[EXERCISE]
Format every one of the records below as a two-column CSV with the header row "text" and "answer". Each record gets one row, with its text and its answer each in a double-quoted field, line breaks replaced by spaces, and the pictures omitted.

[INFORMATION SHOWN]
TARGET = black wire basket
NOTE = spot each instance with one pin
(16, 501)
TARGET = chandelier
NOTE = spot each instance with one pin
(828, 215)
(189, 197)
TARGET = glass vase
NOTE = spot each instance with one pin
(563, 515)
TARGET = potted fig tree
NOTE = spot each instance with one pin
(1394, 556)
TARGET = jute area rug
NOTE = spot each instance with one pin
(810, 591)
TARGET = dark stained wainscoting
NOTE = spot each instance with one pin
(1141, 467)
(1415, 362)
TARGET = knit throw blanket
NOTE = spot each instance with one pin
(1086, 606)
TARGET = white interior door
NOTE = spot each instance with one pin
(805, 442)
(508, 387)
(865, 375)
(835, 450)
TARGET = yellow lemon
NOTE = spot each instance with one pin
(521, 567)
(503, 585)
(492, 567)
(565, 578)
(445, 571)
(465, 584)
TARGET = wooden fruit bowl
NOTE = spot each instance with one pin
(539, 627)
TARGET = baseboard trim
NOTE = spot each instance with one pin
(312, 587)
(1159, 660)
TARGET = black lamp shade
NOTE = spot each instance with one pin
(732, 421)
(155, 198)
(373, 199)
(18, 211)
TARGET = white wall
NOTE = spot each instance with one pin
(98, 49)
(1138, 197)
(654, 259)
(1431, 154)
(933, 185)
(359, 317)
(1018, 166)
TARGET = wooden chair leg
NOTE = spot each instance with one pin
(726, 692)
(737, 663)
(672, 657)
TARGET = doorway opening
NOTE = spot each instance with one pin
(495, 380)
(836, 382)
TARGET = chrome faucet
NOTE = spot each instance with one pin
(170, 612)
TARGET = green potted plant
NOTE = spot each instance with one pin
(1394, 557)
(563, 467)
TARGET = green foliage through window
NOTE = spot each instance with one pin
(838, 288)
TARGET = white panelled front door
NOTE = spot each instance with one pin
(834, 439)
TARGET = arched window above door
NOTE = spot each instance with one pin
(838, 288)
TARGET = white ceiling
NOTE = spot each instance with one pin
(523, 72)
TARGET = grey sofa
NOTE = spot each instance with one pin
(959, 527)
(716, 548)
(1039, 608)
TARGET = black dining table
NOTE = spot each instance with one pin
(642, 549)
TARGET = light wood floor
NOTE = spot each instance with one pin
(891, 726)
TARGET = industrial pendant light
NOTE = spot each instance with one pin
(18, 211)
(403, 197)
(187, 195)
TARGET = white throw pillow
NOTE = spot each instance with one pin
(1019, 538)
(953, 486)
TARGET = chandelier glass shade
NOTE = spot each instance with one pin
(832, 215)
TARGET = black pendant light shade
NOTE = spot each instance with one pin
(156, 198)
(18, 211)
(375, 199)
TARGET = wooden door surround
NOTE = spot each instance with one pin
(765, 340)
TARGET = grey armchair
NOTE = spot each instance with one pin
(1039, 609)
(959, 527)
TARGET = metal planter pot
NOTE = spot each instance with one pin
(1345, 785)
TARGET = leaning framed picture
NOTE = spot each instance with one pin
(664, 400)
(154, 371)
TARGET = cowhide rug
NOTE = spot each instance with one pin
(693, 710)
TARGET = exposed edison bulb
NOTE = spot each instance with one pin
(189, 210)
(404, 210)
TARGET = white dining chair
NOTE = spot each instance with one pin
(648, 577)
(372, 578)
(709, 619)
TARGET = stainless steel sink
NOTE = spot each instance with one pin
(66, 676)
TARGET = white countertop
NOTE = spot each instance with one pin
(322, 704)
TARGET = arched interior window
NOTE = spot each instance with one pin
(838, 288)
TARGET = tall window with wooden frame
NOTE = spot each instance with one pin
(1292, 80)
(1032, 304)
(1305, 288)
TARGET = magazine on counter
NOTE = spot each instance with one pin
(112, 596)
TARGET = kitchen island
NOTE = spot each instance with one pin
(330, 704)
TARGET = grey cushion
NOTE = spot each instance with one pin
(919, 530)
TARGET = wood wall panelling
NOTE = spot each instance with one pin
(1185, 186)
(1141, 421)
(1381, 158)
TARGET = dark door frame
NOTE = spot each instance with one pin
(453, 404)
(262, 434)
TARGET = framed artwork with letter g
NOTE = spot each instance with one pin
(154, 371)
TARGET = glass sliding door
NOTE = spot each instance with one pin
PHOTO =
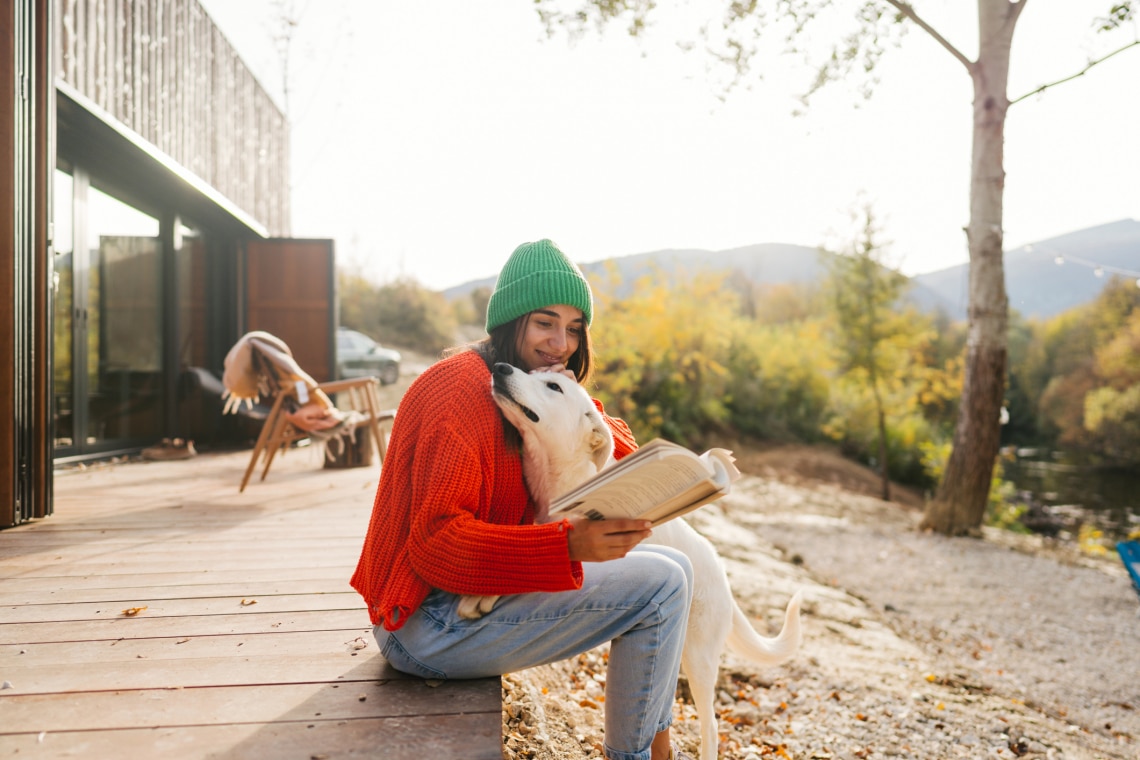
(108, 377)
(64, 309)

[ANSWER TO THIS EXERCISE]
text,answer
"TARGET = black wire basket NOTE = spot each instance with one pin","(16, 501)"
"TARGET = chandelier NOTE = spot each instance with one pin","(828, 215) (189, 197)"
"TARGET = glass vase NOTE = spot each instance with one pin","(563, 515)"
"TARGET = potted fig tree NOTE = spot each instance with one pin","(1394, 556)"
"TARGET = jute area rug NOTE = spot each instance with one pin","(810, 591)"
"TARGET = dark stained wainscoting NOTE = spot each instance with one pin","(1141, 467) (1415, 362)"
"TARGET = knit throw blanket NOTE = spot each instance with one pin","(1086, 606)"
"TARGET = white interior door NOTE = spot each instance with one pin","(805, 442) (508, 387) (865, 375) (835, 450)"
"TARGET = yellow lemon NOTE = spot each instance with one pin","(521, 567) (503, 585) (492, 567) (565, 578) (445, 571) (465, 584)"
"TARGET = wooden fruit bowl NOTE = spot each instance with one pin","(539, 627)"
"TARGET = baseboard trim NOTE = spot each instance with one pin","(312, 587) (1159, 660)"
"TARGET = black lamp shade NOTE = spot each instance with one pin","(732, 421) (155, 198) (373, 199) (18, 211)"
"TARGET = white wall NOTE = spot each instance with one pin","(98, 49) (1138, 197) (654, 259) (1431, 154) (933, 185) (359, 317) (1018, 166)"
"TARGET = wooden chair leg NOTE = spot each instance with one pin","(726, 692) (737, 663) (672, 657)"
"TARGET = doorway opening NOTE = spot each instance with one pin","(495, 380) (836, 382)"
"TARGET = chrome faucet NOTE = spot each instance with one pin","(170, 612)"
"TARGET = green potted plant NOTE = spot each instance with one pin","(1394, 557) (563, 467)"
"TARGET = green foliage through window NOTE = spot each instance with one pin","(838, 288)"
"TARGET = white panelled front door NOTE = spot each instance with one pin","(834, 439)"
"TARGET = arched window above door NOTE = spot each instance with one pin","(838, 288)"
"TARGET = white ceiling NOTE = spot each instance with one pin","(523, 72)"
"TARGET = grey sofa NOTE = spot each instance with one pin","(959, 527) (716, 548) (1039, 608)"
"TARGET = black dining table NOTE = spot each instance with one pin","(642, 549)"
"TARGET = light wood floor NOTE = spot each instance with one pin","(891, 726)"
"TARGET = industrial pendant light NOTE = spot each instance with one pin","(18, 211) (403, 197) (187, 195)"
"TARGET = white throw pillow NOTE = spot each instance with one pin","(1019, 538) (953, 486)"
"TARGET = chandelier glass shade NOTE = spot each instance with one pin","(832, 215)"
"TARGET = black pendant light shade NOTE = spot each instance with one pin","(156, 198) (18, 211) (375, 199)"
"TARGET = wooden door surround NOTE = spot each instance with one pin","(765, 340)"
"TARGET = grey armchair NOTE = spot each instance with one pin","(1039, 609) (959, 527)"
"TARGET = metal planter pot NOTE = spot each instance with one pin","(1345, 785)"
"TARGET = leaning framed picture NOTE = spot each instance with one pin","(664, 400) (154, 371)"
"TARGET = cowhide rug NOTE = spot each instance with one pin","(693, 710)"
"TARGET = exposed edison bulb NOTE = spot each instance with one pin","(189, 210) (404, 210)"
"TARGET = white dining chair NOTE = spot each instance with one pin","(648, 577) (372, 578) (709, 619)"
"TARGET = stainless steel sink NOTE = spot each instance with one pin","(66, 676)"
"TARGET = white countertop NOTE = spot each instance with one pin","(322, 704)"
"TARGET = arched interior window NOTE = spot each instance with one pin","(838, 288)"
"TARGET = tall window with wooden frame NOTE = spot each instance with one pin","(1292, 80) (1032, 304) (1305, 288)"
"TARGET = magazine on counter NOTE = spot each instance with one pin","(112, 596)"
"TARGET = kitchen island NOTE = spot each instance with one pin","(330, 704)"
"TARGET = grey cushion NOTE = spot each instance with one pin","(919, 530)"
"TARGET = wood wall panelling NOTE = spot each instance with one pin","(1185, 186) (1141, 421) (1381, 158)"
"TARGET = dark door frame NOTE = spot each instance with one pin","(453, 404) (262, 434)"
"TARGET = framed artwork with letter g NOTE = spot each instance with one pin","(154, 371)"
"TARGET = glass sliding door NOTE = spot each instance with one pin PHOTO =","(108, 377) (64, 309)"